Instructions:
[A] The Myawaddy TV text gives a launch date for each broadcast standard the network has used. List every standard with its launch date.
[B] Render the records as a numbered list, starting with the line that contains "Task: locate the green artificial" and going on through the final line of the records, and leave out any blank lines.

Extracted text:
Myawaddy TV/MWD
- Country: Myanmar

Programming
- Picture format: 1080i (16:9 HDTV)

Ownership
- Owner: Myanmar Armed Forces
- Sister channels: MWD Variety; MWD Education, Knowledge, and Sports;

History
- Launched: 27 March 1995; 31 years ago (NTSC-M) October 2010 (DVB-T) 14 March 2020 (DVB-T2)
- Closed: 13 March 2020 (NTSC-M and DVB-T)

Links
- Website: https://www.myawady.net.mm/

Availability

Terrestrial
- Digital Terrestrial Television (Myanmar): Channel 4 (HD) RF Channel 42 642 MHz
- MRTV (Myanmar): Channel 16 RF Channel 31 554 MHz

= Myawaddy TV =

Myanmar military-Coup television network

Myawaddy TV (မြဝတီ ရုပ်မြင်သံကြား, abbreviated as MWD) is a military-owned television network in Myanmar, based in Yangon and Naypyidaw. Myawaddy TV has been widely criticized for broadcasting pro-SAC (State Administration Council) news. It has seven television channels.

Extracted material:
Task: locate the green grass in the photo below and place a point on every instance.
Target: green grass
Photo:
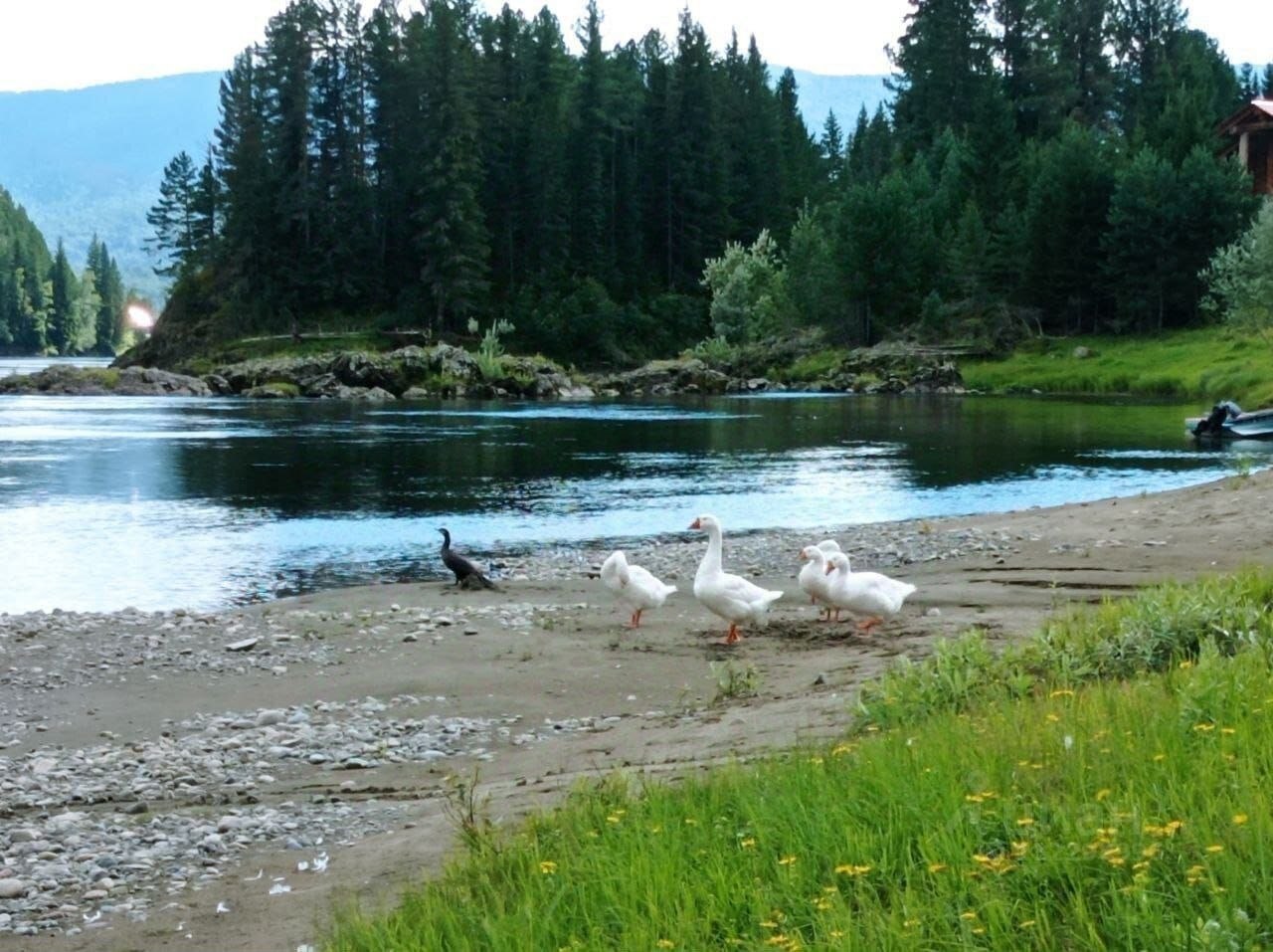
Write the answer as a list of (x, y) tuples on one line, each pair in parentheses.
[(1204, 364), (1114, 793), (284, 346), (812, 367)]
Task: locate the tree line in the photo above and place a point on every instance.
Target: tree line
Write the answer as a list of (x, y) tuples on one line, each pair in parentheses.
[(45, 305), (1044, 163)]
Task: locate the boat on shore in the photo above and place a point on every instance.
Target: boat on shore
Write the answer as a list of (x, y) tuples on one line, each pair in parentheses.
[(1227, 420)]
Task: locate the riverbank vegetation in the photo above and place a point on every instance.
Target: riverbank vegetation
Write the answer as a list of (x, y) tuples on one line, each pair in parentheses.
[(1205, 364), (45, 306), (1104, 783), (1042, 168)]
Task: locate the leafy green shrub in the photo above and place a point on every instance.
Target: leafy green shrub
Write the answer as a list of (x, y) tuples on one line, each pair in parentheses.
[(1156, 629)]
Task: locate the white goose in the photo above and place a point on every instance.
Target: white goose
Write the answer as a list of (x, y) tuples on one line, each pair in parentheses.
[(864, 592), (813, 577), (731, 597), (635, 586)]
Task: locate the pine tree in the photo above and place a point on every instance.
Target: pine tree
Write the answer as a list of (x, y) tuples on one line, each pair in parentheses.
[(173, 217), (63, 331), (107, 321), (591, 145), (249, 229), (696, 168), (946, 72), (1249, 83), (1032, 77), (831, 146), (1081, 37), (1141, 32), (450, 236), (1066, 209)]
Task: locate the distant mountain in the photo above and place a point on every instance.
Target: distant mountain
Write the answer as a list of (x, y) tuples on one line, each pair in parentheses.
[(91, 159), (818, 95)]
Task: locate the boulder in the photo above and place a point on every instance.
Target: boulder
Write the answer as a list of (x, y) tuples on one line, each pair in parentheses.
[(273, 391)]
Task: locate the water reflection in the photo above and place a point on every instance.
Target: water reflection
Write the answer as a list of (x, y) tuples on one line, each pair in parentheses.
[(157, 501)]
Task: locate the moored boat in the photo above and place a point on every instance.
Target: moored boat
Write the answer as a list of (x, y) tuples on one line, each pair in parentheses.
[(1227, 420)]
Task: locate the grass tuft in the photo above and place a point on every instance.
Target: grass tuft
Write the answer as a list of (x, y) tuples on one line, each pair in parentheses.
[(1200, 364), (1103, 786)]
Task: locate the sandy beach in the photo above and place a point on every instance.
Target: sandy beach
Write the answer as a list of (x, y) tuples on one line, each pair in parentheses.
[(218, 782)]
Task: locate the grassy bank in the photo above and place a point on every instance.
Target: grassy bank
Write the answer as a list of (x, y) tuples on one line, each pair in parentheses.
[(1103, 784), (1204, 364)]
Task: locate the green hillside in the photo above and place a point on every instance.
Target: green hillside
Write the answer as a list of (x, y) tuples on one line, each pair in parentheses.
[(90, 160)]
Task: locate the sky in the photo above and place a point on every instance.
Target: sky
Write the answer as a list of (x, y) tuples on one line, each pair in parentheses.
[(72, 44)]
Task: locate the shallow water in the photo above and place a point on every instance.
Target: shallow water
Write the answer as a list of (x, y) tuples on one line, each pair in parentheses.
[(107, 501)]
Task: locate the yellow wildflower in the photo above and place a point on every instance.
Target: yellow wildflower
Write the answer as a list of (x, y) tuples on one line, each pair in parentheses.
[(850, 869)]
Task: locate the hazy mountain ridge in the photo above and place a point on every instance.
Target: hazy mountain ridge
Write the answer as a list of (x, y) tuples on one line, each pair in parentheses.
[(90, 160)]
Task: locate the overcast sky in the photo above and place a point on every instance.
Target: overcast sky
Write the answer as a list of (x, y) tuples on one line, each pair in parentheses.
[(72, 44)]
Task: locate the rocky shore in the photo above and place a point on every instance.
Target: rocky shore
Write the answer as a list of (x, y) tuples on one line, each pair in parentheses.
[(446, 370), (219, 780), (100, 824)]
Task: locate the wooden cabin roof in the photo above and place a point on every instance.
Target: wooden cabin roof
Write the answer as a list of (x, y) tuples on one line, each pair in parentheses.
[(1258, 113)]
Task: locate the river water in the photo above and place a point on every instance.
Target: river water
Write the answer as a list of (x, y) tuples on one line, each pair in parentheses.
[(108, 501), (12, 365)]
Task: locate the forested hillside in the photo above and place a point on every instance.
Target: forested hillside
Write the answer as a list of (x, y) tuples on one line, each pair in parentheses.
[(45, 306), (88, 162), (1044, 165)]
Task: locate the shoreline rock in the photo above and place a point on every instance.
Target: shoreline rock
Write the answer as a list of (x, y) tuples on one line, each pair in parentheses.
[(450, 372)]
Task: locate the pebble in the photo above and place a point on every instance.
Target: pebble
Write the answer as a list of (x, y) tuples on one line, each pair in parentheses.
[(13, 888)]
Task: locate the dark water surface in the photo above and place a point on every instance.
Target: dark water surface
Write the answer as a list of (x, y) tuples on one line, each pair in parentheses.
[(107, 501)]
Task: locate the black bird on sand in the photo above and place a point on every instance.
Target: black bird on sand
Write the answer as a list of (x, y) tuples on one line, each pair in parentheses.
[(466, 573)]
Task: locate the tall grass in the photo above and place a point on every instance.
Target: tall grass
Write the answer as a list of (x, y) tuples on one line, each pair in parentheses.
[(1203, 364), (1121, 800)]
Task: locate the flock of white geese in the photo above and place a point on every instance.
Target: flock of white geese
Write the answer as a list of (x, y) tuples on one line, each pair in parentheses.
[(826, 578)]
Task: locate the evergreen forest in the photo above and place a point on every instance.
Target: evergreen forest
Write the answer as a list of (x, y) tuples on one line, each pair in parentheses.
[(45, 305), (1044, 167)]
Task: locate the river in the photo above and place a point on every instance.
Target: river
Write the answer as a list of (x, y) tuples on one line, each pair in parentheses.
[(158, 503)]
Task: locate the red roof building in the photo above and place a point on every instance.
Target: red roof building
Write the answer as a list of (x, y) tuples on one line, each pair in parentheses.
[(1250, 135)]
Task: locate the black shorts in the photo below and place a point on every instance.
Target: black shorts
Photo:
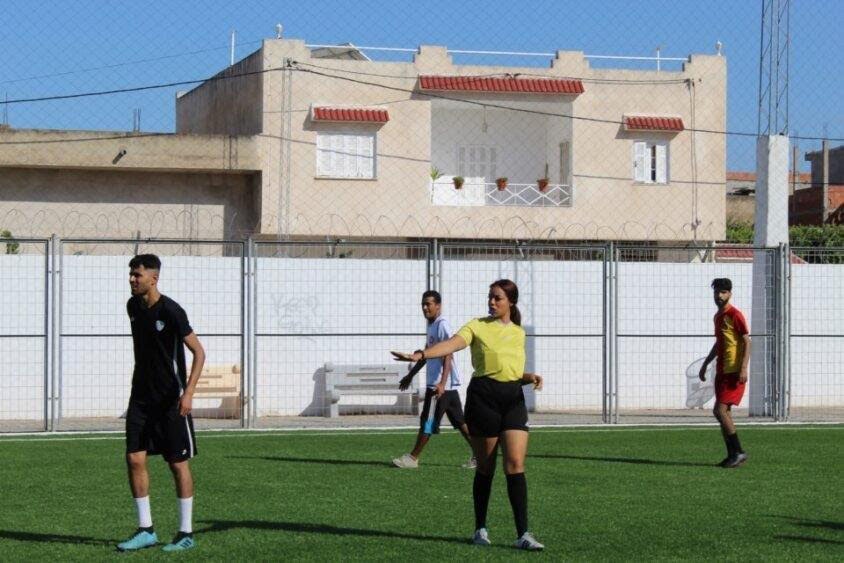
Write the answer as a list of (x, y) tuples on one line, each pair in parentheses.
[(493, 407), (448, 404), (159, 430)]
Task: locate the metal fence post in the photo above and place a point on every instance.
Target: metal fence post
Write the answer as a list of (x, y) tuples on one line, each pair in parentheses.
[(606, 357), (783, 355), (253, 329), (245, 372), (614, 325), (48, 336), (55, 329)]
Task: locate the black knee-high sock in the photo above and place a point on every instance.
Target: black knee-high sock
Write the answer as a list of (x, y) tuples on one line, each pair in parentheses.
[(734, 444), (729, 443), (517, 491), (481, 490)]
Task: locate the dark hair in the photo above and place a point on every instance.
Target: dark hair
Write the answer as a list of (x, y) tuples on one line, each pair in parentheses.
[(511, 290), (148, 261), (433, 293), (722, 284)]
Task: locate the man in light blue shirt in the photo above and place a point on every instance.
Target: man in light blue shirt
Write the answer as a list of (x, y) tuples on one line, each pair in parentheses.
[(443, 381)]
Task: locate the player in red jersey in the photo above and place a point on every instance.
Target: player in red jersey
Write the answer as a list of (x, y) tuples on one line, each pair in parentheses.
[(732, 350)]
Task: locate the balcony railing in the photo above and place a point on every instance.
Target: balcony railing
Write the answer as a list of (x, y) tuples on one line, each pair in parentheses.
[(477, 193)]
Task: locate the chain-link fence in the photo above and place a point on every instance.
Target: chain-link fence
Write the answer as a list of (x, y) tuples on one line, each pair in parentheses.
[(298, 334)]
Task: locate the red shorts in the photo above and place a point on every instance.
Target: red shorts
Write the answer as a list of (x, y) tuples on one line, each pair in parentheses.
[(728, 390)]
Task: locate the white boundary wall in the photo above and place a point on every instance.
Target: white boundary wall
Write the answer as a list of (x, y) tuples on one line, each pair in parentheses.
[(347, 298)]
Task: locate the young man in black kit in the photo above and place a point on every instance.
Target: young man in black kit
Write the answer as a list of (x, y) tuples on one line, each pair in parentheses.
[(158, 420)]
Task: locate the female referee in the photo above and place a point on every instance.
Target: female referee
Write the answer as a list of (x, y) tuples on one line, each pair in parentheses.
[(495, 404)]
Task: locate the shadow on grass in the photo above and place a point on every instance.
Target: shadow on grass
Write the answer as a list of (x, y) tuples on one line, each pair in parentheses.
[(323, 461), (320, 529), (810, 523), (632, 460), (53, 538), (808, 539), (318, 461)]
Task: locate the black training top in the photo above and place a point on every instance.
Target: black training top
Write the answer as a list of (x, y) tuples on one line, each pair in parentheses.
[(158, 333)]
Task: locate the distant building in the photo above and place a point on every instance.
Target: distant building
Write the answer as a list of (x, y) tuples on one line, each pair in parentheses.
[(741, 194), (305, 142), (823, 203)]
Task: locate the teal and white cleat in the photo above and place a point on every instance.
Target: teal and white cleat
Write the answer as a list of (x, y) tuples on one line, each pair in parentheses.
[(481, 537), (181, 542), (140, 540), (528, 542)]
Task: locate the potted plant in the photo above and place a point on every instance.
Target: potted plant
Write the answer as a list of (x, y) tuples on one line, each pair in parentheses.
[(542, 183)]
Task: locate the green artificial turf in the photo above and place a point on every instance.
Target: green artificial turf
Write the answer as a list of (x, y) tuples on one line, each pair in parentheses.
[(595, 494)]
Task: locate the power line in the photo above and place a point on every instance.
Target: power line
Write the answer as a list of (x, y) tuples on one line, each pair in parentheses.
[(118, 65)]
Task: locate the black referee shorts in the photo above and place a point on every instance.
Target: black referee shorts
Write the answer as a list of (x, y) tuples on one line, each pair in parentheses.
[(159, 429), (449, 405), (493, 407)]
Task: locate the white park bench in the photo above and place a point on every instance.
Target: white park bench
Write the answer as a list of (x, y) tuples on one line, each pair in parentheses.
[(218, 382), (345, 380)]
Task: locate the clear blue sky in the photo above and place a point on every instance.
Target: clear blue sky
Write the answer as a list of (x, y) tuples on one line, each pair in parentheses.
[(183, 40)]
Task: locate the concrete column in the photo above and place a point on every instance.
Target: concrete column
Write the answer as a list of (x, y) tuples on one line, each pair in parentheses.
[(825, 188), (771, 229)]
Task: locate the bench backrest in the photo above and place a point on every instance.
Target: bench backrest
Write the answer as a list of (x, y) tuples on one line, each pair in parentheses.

Results of the exercise:
[A]
- NTSC-M: 27 March 1995
- DVB-T: October 2010
- DVB-T2: 14 March 2020

[B]
1. Task: locate the green artificial turf in the photo above and place a point on every instance.
2. Target: green artificial turf
3. Write the answer as a list of (x, y) tuples on one line, each pair in parentheses.
4. [(595, 494)]
5. Task: locate the power line in the photo above and place a point on every instance.
6. Target: power line
7. Write the answer as a list of (x, y) tuples on one line, each pair in parentheses.
8. [(118, 65)]
9. Task: locate the black referee shorts in the photo above and place a point on every instance.
10. Target: black referee shorts
11. Write the answer as a list of (x, y) tuples on one line, each pair in parentheses.
12. [(159, 429), (449, 405), (493, 407)]
13. Task: locate the white park bench in the photo above and place a point on every instance.
14. Target: white park bench
15. Write the answer as a list of (x, y) tuples on one line, each pair in parentheses.
16. [(218, 382), (345, 380)]
17. Task: locate the clear blue sky in the photo above and place a point on every instance.
18. Target: clear blue sky
19. Write the answer as a list of (x, y) tuples on one line, each pair in parentheses.
20. [(183, 40)]
21. Task: locate the concrete column in the photo above and place a point on every instance.
22. Target: concrete column
23. Write the answer as a list of (x, y) tuples on one line, each pair in parentheses.
24. [(825, 188), (771, 229)]
25. Task: locate the bench backrest in the photo above and place a point on every instance.
26. Target: bench backrest
27. Write the answer as a list of (x, y) tuples on one line, each pair in parentheses.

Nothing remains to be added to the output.